• [EXCERPTED TEXT]:
########
# Villager House not changing after move?



## LexxyRaptor (Apr 12, 2020)

So I've had Wolfgang move in from amiibo/campsite. He took over Beardo's plot. I time travelled forward to have the move happen faster but

it looks like Wolfgang just moved into Beardos home? The exterior is the same and I cannot tell if the two of them just have nearly identical house exteriors or if the game just...kept the orignal house that was there.  The interior is fine, it is Wolfgang's. Wolfgang is just vibing around my island, no issue there either. 

Hoping someone here has an answer. 

Am I just silly? Do they have the same house exterior? 
Is it a thing?  Is that a known bug?


----------



## Jared:3 (Apr 12, 2020)

This could be the villager glitch where a villager will move in but the exterior and interior won't change, that's unfortunate I think the only way to fix this is to boot Wolfgang


----------



## LexxyRaptor (Apr 13, 2020)

Jared:3 said:


> This could be the villager glitch where a villager will move in but the exterior and interior won't change, that's unfortunate I think the only way to fix this is to boot Wolfgang


the interior did change though, at least, when he was moving in it was his wallpaper and his flooring, not beardo's 

also just to be sure, theres no rotating required in new horizons, right? like I dont have to cycle through 16+ villagers in order to have wolfgang back if boot him?


----------



## Jared:3 (Apr 13, 2020)

LexxyRaptor said:


> the interior did change though, at least, when he was moving in it was his wallpaper and his flooring, not beardo's
> 
> also just to be sure, theres no rotating required in new horizons, right? like I dont have to cycle through 16+ villagers in order to have wolfgang back if boot him?


Yes there is no 16 villager cycle so you can boot him and than invite him back right away, also I have no idea if they have the same exterior but I can check for you!


----------



## LexxyRaptor (Apr 13, 2020)

Jared:3 said:


> Yes there is no 16 villager cycle so you can boot him and than invite him back right away, also I have no idea if they have the same exterior but I can check for you!


I just need a picture of Wolfgang's house from someone else's game and it would confirm if its the correct one or not haha

	Post automatically merged: Apr 13, 2020

oof just found what Wolfgang' house is supposed to look like. yeah this  boy is bugged.... damnit. D: 

will cycling him out even work though? like will the new villager ALSO have beardo's house?

	Post automatically merged: Apr 13, 2020

Is moving wolfgang's house not good enough to have the exterior of the building reset and fix itself? considering a move is kind of a soft 'reset' ?
########
• [PROBLEMS TO WORK ON]:
(a) Reproduce the forum thread verbatim, everything from "it looks like" down to "same house exterior?".
(b) Locate every line in the entries that contains the string "eyeglass" and copy each such line; the match is case-sensitive.

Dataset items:
########
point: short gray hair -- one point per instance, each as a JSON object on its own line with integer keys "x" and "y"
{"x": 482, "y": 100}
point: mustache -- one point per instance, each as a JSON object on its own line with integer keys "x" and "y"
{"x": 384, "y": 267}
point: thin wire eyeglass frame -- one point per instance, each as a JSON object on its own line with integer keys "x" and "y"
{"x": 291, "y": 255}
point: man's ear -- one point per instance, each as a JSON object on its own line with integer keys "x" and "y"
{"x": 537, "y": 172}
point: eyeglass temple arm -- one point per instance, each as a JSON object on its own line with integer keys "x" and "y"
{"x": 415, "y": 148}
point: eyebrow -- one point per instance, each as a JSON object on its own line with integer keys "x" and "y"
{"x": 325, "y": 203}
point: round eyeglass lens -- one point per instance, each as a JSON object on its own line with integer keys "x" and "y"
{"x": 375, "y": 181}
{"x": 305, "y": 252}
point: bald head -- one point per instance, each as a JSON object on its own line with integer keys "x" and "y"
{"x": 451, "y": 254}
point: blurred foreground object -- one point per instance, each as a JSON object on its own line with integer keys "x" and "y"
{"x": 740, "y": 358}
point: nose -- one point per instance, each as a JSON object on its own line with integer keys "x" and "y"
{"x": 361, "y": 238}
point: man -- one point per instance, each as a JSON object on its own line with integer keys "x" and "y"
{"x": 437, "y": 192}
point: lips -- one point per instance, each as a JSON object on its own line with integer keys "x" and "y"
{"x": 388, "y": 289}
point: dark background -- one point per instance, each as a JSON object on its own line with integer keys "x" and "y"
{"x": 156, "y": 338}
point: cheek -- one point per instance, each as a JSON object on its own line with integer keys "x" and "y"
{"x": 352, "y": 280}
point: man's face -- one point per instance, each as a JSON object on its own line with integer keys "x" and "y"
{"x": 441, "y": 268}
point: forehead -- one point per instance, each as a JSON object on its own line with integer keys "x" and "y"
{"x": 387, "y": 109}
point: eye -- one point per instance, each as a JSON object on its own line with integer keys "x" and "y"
########
• [RESPONSES PER TASK]:
(a)
it looks like Wolfgang just moved into Beardos home? The exterior is the same and I cannot tell if the two of them just have nearly identical house exteriors or if the game just...kept the orignal house that was there.  The interior is fine, it is Wolfgang's. Wolfgang is just vibing around my island, no issue there either. 

Hoping someone here has an answer. 

Am I just silly? Do they have the same house exterior?

(b)
point: thin wire eyeglass frame -- one point per instance, each as a JSON object on its own line with integer keys "x" and "y"
point: eyeglass temple arm -- one point per instance, each as a JSON object on its own line with integer keys "x" and "y"
point: round eyeglass lens -- one point per instance, each as a JSON object on its own line with integer keys "x" and "y"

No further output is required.